+++ Data to process

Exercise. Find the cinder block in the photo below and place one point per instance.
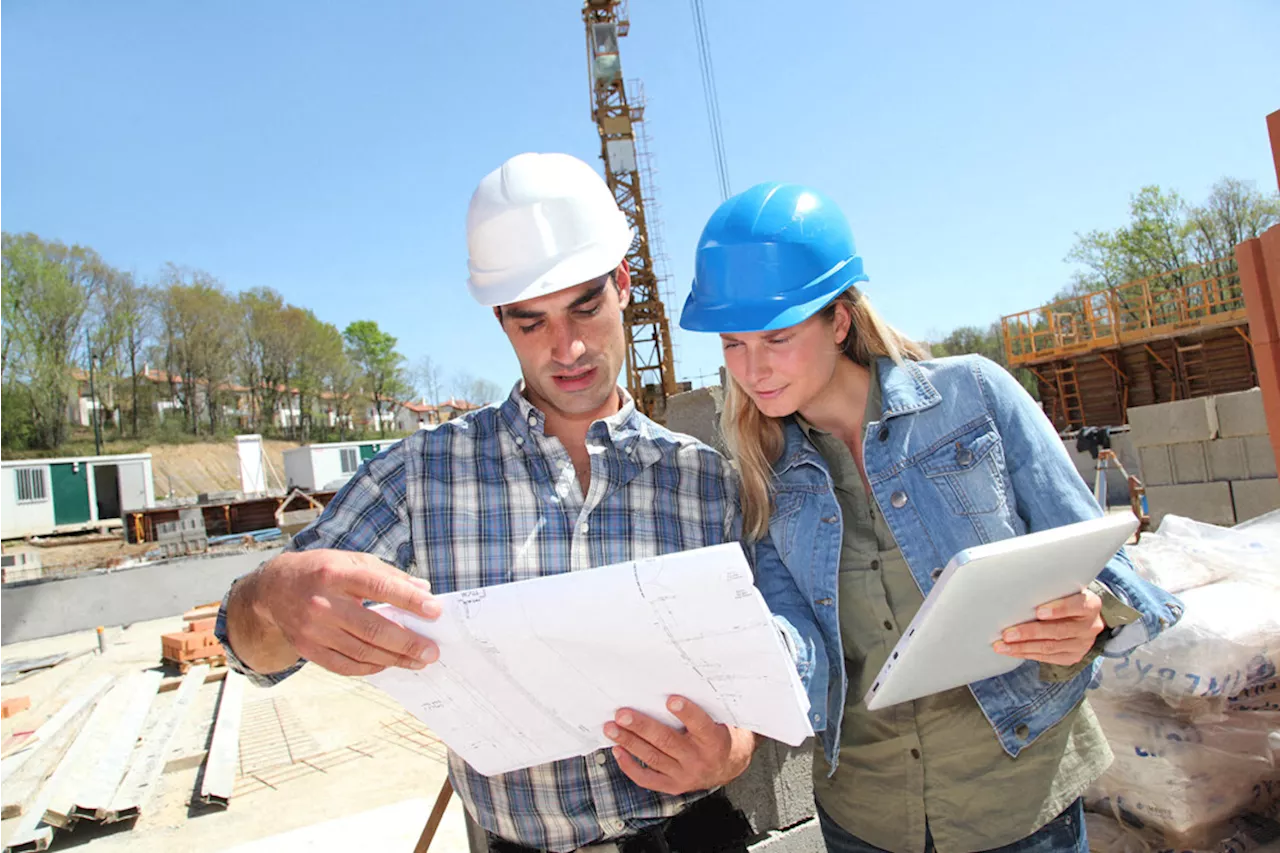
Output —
(1240, 414)
(777, 789)
(1208, 502)
(1191, 463)
(1156, 466)
(1260, 456)
(1255, 497)
(1173, 423)
(696, 413)
(1226, 460)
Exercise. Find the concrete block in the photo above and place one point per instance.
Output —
(1226, 460)
(777, 789)
(1208, 502)
(1189, 461)
(696, 413)
(1240, 414)
(1255, 497)
(1156, 468)
(803, 838)
(1173, 423)
(1260, 456)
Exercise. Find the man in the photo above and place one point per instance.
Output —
(563, 475)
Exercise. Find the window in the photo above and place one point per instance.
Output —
(31, 486)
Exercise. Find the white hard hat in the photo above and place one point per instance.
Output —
(542, 223)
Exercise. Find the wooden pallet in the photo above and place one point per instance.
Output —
(183, 666)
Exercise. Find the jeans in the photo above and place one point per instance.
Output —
(1064, 834)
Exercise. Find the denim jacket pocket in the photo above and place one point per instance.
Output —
(968, 471)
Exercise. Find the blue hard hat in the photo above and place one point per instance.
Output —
(771, 258)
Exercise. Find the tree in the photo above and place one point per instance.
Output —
(374, 354)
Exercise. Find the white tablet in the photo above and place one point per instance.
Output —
(986, 591)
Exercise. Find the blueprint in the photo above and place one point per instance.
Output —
(530, 671)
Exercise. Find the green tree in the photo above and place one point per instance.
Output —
(380, 365)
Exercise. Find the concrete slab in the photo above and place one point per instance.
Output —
(1260, 455)
(1157, 466)
(1226, 460)
(1240, 414)
(1189, 461)
(1208, 502)
(1255, 497)
(51, 607)
(1171, 423)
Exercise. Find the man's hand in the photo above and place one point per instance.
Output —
(310, 603)
(1063, 634)
(707, 755)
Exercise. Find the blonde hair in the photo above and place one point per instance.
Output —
(755, 439)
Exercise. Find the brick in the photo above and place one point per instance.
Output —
(1189, 461)
(1208, 502)
(1255, 497)
(1240, 414)
(1260, 456)
(1173, 423)
(1156, 468)
(1226, 460)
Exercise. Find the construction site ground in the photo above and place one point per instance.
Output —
(327, 762)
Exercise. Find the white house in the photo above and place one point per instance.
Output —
(325, 466)
(45, 496)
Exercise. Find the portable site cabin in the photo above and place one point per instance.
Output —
(42, 496)
(323, 466)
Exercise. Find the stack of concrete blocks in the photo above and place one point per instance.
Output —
(184, 536)
(1207, 459)
(19, 566)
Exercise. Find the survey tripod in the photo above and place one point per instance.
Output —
(1097, 442)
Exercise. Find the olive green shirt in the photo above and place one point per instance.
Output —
(935, 760)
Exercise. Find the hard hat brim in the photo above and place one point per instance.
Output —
(558, 274)
(760, 316)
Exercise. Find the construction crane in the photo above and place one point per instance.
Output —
(650, 360)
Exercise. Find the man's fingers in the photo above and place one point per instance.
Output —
(698, 721)
(369, 578)
(661, 735)
(635, 746)
(383, 633)
(644, 776)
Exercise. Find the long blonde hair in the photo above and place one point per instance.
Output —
(755, 439)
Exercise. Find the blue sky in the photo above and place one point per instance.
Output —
(329, 149)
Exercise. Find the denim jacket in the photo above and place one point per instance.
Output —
(960, 456)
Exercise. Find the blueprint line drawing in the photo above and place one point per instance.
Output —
(530, 671)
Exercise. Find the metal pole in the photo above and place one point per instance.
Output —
(92, 395)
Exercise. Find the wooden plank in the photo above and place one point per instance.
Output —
(32, 833)
(92, 798)
(147, 762)
(224, 751)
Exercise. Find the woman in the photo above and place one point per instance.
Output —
(864, 466)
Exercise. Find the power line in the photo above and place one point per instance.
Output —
(711, 95)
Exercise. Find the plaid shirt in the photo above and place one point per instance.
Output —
(489, 498)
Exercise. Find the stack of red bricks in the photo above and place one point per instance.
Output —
(196, 642)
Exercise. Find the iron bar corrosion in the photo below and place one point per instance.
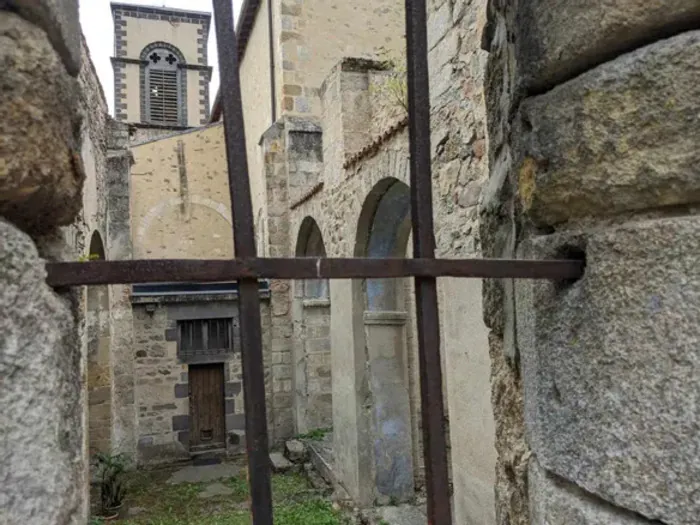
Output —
(427, 321)
(244, 246)
(208, 271)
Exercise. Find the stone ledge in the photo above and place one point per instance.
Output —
(609, 366)
(558, 40)
(617, 139)
(385, 317)
(59, 18)
(556, 502)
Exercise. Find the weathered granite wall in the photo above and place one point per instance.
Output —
(460, 170)
(161, 375)
(43, 480)
(591, 113)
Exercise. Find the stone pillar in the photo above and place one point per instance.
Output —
(43, 472)
(347, 116)
(119, 247)
(593, 156)
(279, 388)
(460, 170)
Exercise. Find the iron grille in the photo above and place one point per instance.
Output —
(247, 268)
(204, 338)
(163, 96)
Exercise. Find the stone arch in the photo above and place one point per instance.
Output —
(310, 244)
(381, 342)
(165, 213)
(311, 316)
(99, 373)
(164, 57)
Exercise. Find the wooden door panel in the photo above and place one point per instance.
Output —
(207, 405)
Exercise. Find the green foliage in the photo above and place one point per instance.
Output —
(313, 512)
(295, 502)
(110, 470)
(316, 434)
(91, 257)
(395, 88)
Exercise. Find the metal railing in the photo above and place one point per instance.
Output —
(247, 268)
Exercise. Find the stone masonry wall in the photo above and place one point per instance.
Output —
(43, 480)
(162, 392)
(591, 112)
(460, 169)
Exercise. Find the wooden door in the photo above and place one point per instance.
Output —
(208, 428)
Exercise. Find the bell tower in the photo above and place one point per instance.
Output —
(161, 66)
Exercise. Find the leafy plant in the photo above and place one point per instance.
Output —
(110, 470)
(395, 87)
(316, 434)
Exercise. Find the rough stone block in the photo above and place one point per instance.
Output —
(235, 422)
(616, 139)
(59, 18)
(609, 365)
(41, 175)
(279, 462)
(182, 391)
(557, 502)
(40, 393)
(295, 451)
(559, 39)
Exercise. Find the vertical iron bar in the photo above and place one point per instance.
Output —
(432, 405)
(244, 245)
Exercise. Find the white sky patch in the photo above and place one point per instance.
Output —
(96, 19)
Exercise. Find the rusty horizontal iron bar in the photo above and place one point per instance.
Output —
(190, 270)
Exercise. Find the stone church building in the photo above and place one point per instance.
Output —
(328, 156)
(559, 130)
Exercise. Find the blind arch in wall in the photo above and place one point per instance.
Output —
(163, 85)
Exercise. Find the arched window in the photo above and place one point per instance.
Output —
(163, 85)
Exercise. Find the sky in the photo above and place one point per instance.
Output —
(96, 19)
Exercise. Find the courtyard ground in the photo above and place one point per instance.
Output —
(218, 495)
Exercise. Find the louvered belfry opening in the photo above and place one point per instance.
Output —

++++++

- _The problem_:
Quote, word for word, every line starting at the one that contains "Exercise. Find the stone church" and ending with the final line of the entries.

- _Output for this task_:
Exercise. Find the stone church building in the photo above and place one point per instance.
Output —
(328, 156)
(559, 130)
Exercise. Find the blind arch in wall in the photo above and place one point per instance.
Output —
(163, 85)
Exercise. Find the arched window in the photo above and place one point per instance.
Output —
(163, 85)
Exercise. Find the sky in the photo above and place one point per instance.
Output —
(96, 19)
Exercise. Find the courtyard ground in the photo above and place one point per instance.
Output —
(218, 495)
Exercise. Find the louvered belfry opening in the photo above and place one point per instance.
Output —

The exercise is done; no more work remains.